_Document excerpt:_
- - - - - - -

The doctor in the north-eastern corner is holding an object: it is a nose.
The figure depicted is a physician of the sixteenth century, Gaspare Tagliacozzi (1545 – 1599, Bologna), a pupil of Aranzio who, in 1570, started his career as a professor of anatomy at the Bolognese Studio, after having worked as an assistant at the hospital of St. Mary of Death. Tagliacozzi was a very famous and appreciated doctor, and he is considered the father of modern cosmetic surgery.
In fact, Tagliacozzi was not only among the first physicians to have studied plastic surgery according to scientific criteria (in particular the rhinoplasty), but he had also the idea of gathering all the available information and inserting them in a scholarly medical treatise, called “De curtorum chirurgia”.

- - - - - - -

_Input data:_

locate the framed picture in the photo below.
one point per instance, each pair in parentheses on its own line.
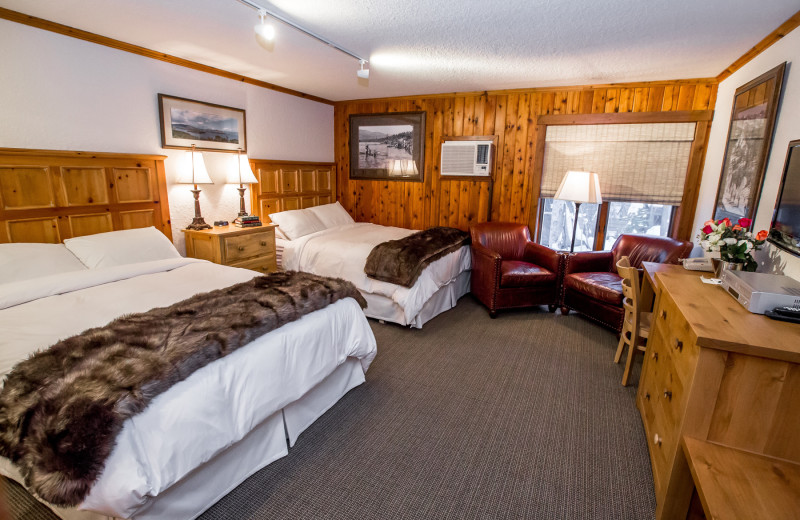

- - - - - - -

_Your tasks:_
(1) List every year written as a four-digit number in the text about Gaspare Tagliacozzi.
(2) Extend the text about Gaspare Tagliacozzi past its final sentence.

_Results for the exercise:_
(1) 1545, 1599, 1570

(2)
The surgical technique illustrated in the treatise and practiced by Tagliacozzi, consisted in cutting a lip of skin from the upper inner part of the patient’s arm and grafting it on the mutilated or stripped part of the face; then, it was necessary to sew the parts together and drop the patient off, sheathed in a special hooded camisole, with the arm and the face connected for three weeks.
At the end of the “welding”, when the new skin was sufficiently nourished and the graft was ready, the surgeon had to suture the parts and keep them steady with special metal masks for a period of up to twelve months.
And that is the reason why this statue is holding a nose.